[Passage for review]
Experiments in the Kitchen
With the temptation of thawing meat just sitting in the sink, Boobie thought he would give it a shot at cooking. His first experiment was, well, not so great. He thought for certain that he would be in trouble with his dad, but to his surprise his father told him that now you know what doesn’t work, so try it this way instead. From there on, his adventures in cooking blossomed.
Boobie has no formal education in cooking. He is a nurse by occupation and founder of a medical device supplier. Healthcare is work, but food is his love. His experiments in the kitchen continued as he learned from his parents and kept trying out his own creations, perfecting recipes for jambalaya, gumbo, and fricassee.
“Never Made a Dime from Cooking”
Family is important everywhere, but in southern Louisiana’s tight-knit communities, Boobie cooks out of a love for cooking and compassion for family. He has never spent a day in a culinary class or attending university to study cooking, baking, or any other culinary pursuit.
Boobie’s culinary passions have nothing to do with making a living. He’s a nurse and a healthcare professional. He can tell you endless stories of being the first on the scene after someone, a loved one in too many cases, has passed away. He cooks to provide for family and friends, in both good times and bad.
He didn’t learn how to cook his favourite recipes, like his “big butt” pork fricassee, by reading his grandma’s recipe cards. He spent his childhood observing and emulating his grandma, aunties, and mother cooking in the kitchen. He watched to see how they treated the meat, the spices they combined to create deep and varied flavours, and most importantly, how to make a roux. Boobie has been offered chances to cook on a catering basis, but turns it down every time because he does it for family, does it for love.
A Proud Creole
It is tough for some individuals to understand what Creole really means. When quizzed with difficult questions about Creole culture, Boobie has impressive insights into his native culture. His definition of what it means to be Creole comes from his familial upbringing. His parents were both Creole, and understood both French and Creole languages. His mother’s side used French frequently, but his father’s side spoke French on a daily basis.

[About this task] Reproduce word for word the part of the passage about Boobie's cooking starting at "Family is important" and ending at "times and bad.".

[Extracted information]
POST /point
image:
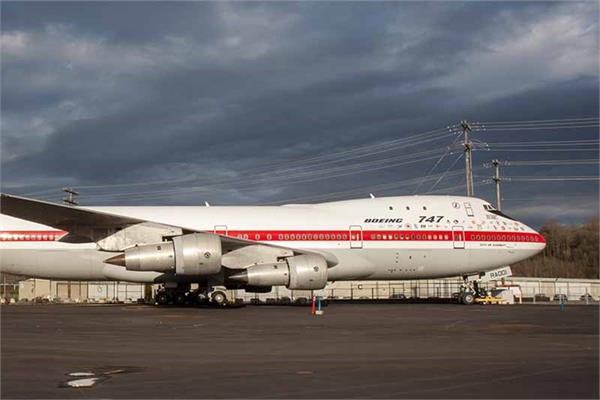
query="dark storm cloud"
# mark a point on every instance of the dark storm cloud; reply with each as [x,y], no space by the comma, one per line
[103,93]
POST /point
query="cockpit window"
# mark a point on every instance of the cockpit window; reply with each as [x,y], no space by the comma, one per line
[489,208]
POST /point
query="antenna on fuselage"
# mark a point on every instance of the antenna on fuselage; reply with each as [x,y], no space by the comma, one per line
[70,199]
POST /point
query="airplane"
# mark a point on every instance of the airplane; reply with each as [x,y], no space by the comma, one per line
[299,246]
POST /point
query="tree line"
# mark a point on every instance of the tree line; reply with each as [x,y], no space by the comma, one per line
[571,252]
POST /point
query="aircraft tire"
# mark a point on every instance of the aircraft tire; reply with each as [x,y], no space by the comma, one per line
[219,298]
[180,299]
[162,299]
[468,299]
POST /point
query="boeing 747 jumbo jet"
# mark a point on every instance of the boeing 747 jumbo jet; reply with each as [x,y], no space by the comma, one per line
[300,246]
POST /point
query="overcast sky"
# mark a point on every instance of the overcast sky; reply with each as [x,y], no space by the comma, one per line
[243,103]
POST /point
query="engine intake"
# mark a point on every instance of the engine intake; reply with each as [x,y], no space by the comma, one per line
[307,271]
[192,254]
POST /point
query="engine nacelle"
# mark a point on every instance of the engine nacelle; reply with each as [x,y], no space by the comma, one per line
[192,254]
[197,254]
[305,271]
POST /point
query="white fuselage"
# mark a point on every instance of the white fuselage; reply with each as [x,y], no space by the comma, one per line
[410,237]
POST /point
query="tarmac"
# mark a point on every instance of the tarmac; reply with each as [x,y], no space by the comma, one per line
[352,351]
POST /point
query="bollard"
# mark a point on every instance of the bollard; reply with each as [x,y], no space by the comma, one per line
[561,304]
[319,310]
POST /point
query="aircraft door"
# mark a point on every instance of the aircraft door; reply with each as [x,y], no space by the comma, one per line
[355,232]
[458,237]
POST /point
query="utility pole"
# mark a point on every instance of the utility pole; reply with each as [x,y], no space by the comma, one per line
[468,157]
[497,179]
[70,199]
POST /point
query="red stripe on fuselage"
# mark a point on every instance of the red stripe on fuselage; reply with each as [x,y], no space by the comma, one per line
[30,236]
[326,235]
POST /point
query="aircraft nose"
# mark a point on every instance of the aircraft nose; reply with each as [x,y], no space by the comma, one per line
[540,239]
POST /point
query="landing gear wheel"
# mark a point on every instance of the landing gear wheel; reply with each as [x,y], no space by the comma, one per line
[468,299]
[180,299]
[219,298]
[162,299]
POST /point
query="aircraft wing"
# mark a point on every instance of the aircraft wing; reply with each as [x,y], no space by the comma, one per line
[97,226]
[59,216]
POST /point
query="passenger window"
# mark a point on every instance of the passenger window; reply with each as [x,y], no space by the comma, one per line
[469,209]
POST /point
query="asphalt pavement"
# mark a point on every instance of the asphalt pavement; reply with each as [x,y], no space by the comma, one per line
[352,351]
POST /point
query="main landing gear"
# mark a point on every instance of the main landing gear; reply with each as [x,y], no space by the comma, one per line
[469,291]
[182,295]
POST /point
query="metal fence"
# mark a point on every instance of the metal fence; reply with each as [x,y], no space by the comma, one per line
[531,288]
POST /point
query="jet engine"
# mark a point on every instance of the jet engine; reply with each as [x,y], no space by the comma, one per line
[306,271]
[192,254]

[Answer space]
Family is important everywhere, but in southern Louisiana’s tight-knit communities, Boobie cooks out of a love for cooking and compassion for family. He has never spent a day in a culinary class or attending university to study cooking, baking, or any other culinary pursuit.
Boobie’s culinary passions have nothing to do with making a living. He’s a nurse and a healthcare professional. He can tell you endless stories of being the first on the scene after someone, a loved one in too many cases, has passed away. He cooks to provide for family and friends, in both good times and bad.